1 Install Nginx & Certbot
NGINX + SSL
apt install -y nginx certbot python3-certbot-nginx
certbot --nginx -d your.domain.com
2 Configure Proxy for AI API
NGINX CONFIG
server {
listen 443 ssl;
server_name your.domain.com;
location /api/ {
proxy_pass http://127.0.0.1:8000/;
proxy_set_header X-Real-IP $remote_addr;
proxy_read_timeout 300s;
}
}
Postfix + Dovecot Mail
Production mail server with Postfix (SMTP) and Dovecot (IMAP/POP3). Supports TLS and modern authentication.
1 Install Postfix & Dovecot
MAIL SERVER
apt install -y postfix dovecot-core dovecot-imapd dovecot-pop3d spamassassin opendkim
# Choose: Internet Site during postfix setup
2 Configure Postfix
/ETC/POSTFIX/MAIN.CF
myhostname = mail.yourdomain.com
mydomain = yourdomain.com
inet_interfaces = all
smtpd_tls_cert_file = /etc/ssl/certs/cert.pem
smtpd_tls_key_file = /etc/ssl/private/key.pem
smtpd_use_tls = yes
⚡ Set up SPF, DKIM, and DMARC DNS records for email deliverability. Contact support for DNS help.
Mailcow Dockerized
Full-featured mail server suite via Docker. Includes webmail (SOGo), antispam, DKIM, and admin panel.
1 Clone & Configure
MAILCOW SETUP
git clone https://github.com/mailcow/mailcow-dockerized
cd mailcow-dockerized
./generate_config.sh
# Enter: mail.yourdomain.com when prompted
2 Start Mailcow
DOCKER COMPOSE
docker compose pull
docker compose up -d
# Admin UI: https://mail.yourdomain.com/admin
# Default admin password in mailcow.conf
Nextcloud Self-Hosted Cloud
Deploy Nextcloud for private cloud storage, collaboration, and file sync — a DigitalOcean Spaces or Dropbox alternative on your own server.
1 Install Dependencies
NEXTCLOUD STACK
apt install -y apache2 mariadb-server php8.2 php8.2-{curl,gd,mbstring,xml,zip,mysql,intl,bcmath,gmp}
systemctl enable --now apache2 mariadb
2 Deploy via Docker (Recommended)
DOCKER NEXTCLOUD
docker run -d --name nextcloud -p 8080:80 -v nextcloud:/var/www/html -e MYSQL_HOST=db -e NEXTCLOUD_ADMIN_USER=admin --restart always nextcloud:latest
⚡ B8N6 servers are perfect for Nextcloud — NVMe SSD ensures fast file access. Enable GPU transcoding for photos/videos.

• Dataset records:
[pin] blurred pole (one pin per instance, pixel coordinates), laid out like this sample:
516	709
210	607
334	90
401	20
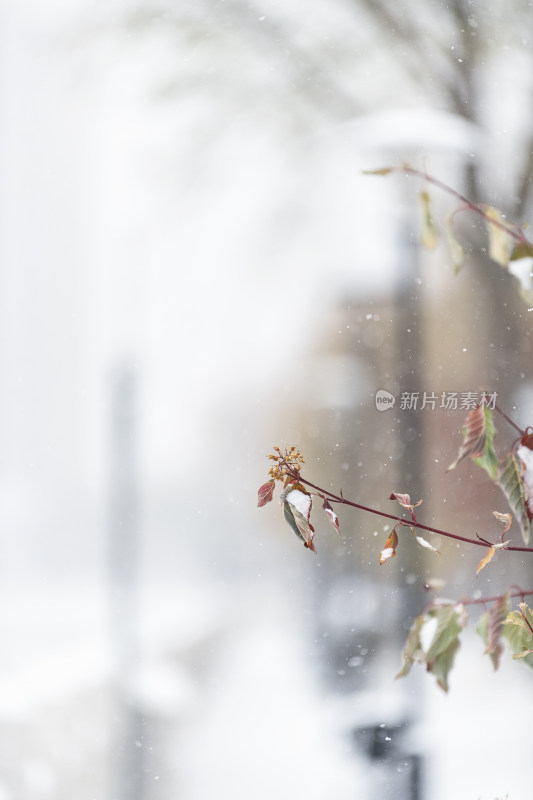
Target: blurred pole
408	306
127	745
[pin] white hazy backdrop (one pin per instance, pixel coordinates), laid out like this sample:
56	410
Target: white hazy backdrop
174	211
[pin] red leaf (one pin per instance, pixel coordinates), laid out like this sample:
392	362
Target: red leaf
527	439
485	560
474	437
525	456
389	551
265	493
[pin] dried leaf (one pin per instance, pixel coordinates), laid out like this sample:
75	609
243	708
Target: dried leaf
473	437
489	555
440	656
389	551
512	485
458	254
495	620
265	493
333	518
507	519
518	635
430	234
413	646
423	543
297	503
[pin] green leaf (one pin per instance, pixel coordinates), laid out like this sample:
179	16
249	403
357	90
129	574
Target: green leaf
488	460
474	436
519	636
287	512
490	628
451	620
458	254
430	233
522	250
442	664
265	493
449	626
520	266
511	483
500	242
413	647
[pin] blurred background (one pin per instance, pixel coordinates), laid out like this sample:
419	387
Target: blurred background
193	269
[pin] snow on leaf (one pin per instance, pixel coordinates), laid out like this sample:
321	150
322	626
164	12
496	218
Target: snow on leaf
489	555
523	654
381	171
404	500
458	254
430	234
299	500
512	485
500	242
265	493
525	456
287	512
473	437
507	519
297	505
333	518
423	543
389	551
300	525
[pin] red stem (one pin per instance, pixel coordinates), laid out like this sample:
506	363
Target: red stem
517	593
509	420
336	499
517	235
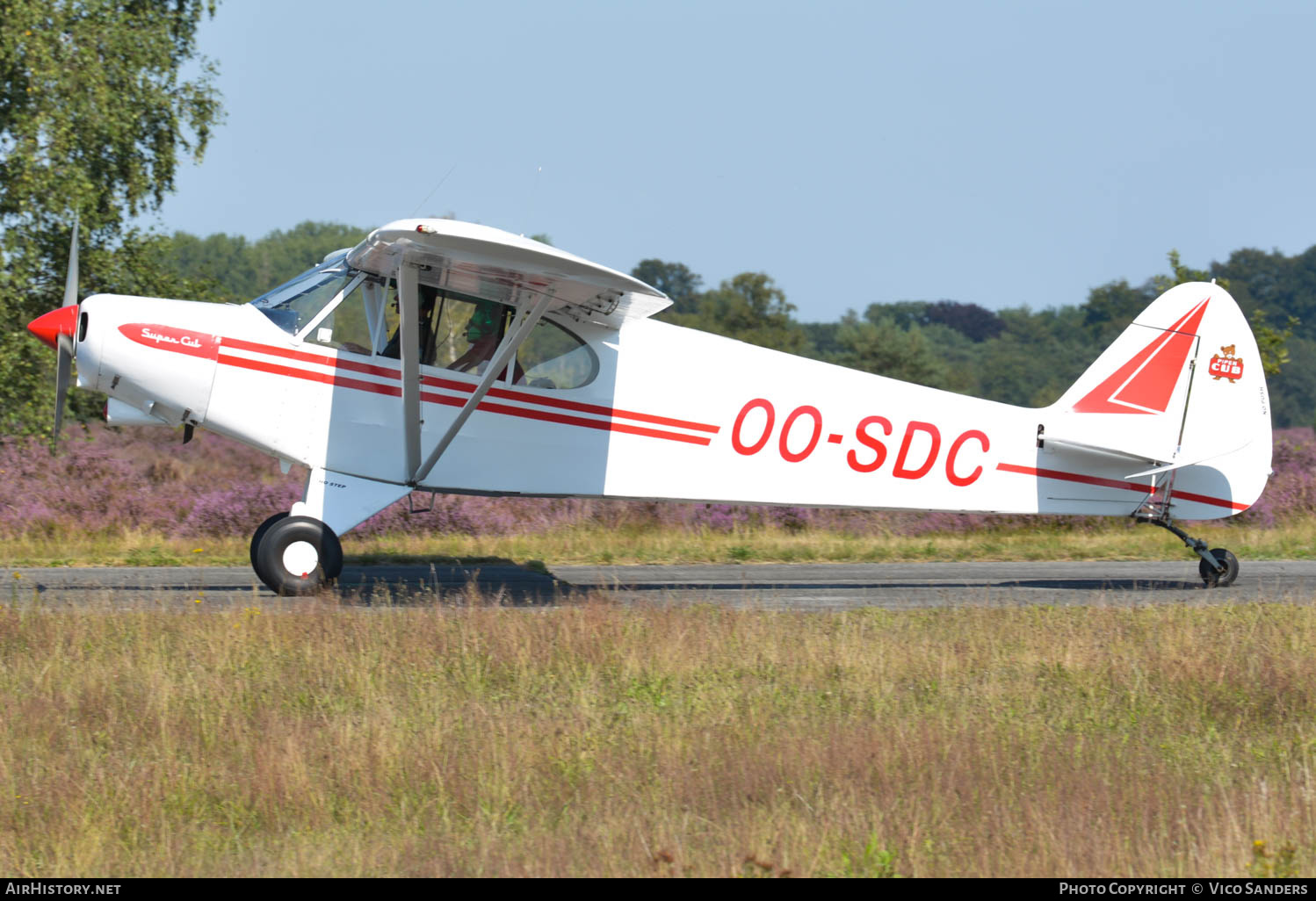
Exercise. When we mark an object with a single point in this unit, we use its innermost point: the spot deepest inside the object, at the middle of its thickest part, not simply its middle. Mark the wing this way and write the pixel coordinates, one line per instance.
(494, 264)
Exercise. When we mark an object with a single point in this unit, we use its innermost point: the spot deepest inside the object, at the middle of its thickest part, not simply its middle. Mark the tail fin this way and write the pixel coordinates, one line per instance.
(1182, 390)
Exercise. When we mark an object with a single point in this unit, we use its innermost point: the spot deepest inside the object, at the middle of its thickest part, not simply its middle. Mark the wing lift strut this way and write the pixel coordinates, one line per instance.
(409, 320)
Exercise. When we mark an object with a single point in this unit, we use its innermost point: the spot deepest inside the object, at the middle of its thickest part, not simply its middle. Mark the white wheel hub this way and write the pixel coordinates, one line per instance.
(300, 558)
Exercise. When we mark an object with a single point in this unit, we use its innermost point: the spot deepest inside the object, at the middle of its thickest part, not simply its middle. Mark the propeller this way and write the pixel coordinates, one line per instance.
(68, 348)
(58, 328)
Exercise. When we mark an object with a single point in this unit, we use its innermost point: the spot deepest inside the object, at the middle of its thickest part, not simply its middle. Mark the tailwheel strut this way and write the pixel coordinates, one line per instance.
(1218, 567)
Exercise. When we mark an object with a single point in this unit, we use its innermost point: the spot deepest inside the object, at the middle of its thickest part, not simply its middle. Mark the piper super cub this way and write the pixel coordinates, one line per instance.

• Problem 1:
According to the server setup guide, where is the default Mailcow admin password found?
• Problem 2:
Pick up the server setup guide where it stops and write the next part.

• Response box 1:
In mailcow.conf.

• Response box 2:
GitLab Community Edition
Self-hosted GitLab CE for private code repos, CI/CD pipelines, and team collaboration.
1 Install GitLab CE
GITLAB INSTALL
curl -fsSL https://packages.gitlab.com/install/repositories/gitlab/gitlab-ce/script.deb.sh | bash
apt install -y gitlab-ce
EXTERNAL_URL="https://gitlab.yourdomain.com" apt install gitlab-ce
2 Configure & Start
GITLAB CONFIGURE
gitlab-ctl reconfigure
gitlab-ctl status
# Get initial root password:
cat /etc/gitlab/initial_root_password
Grafana + Prometheus
Full observability stack for monitoring GPU utilization, AI model performance, and server health.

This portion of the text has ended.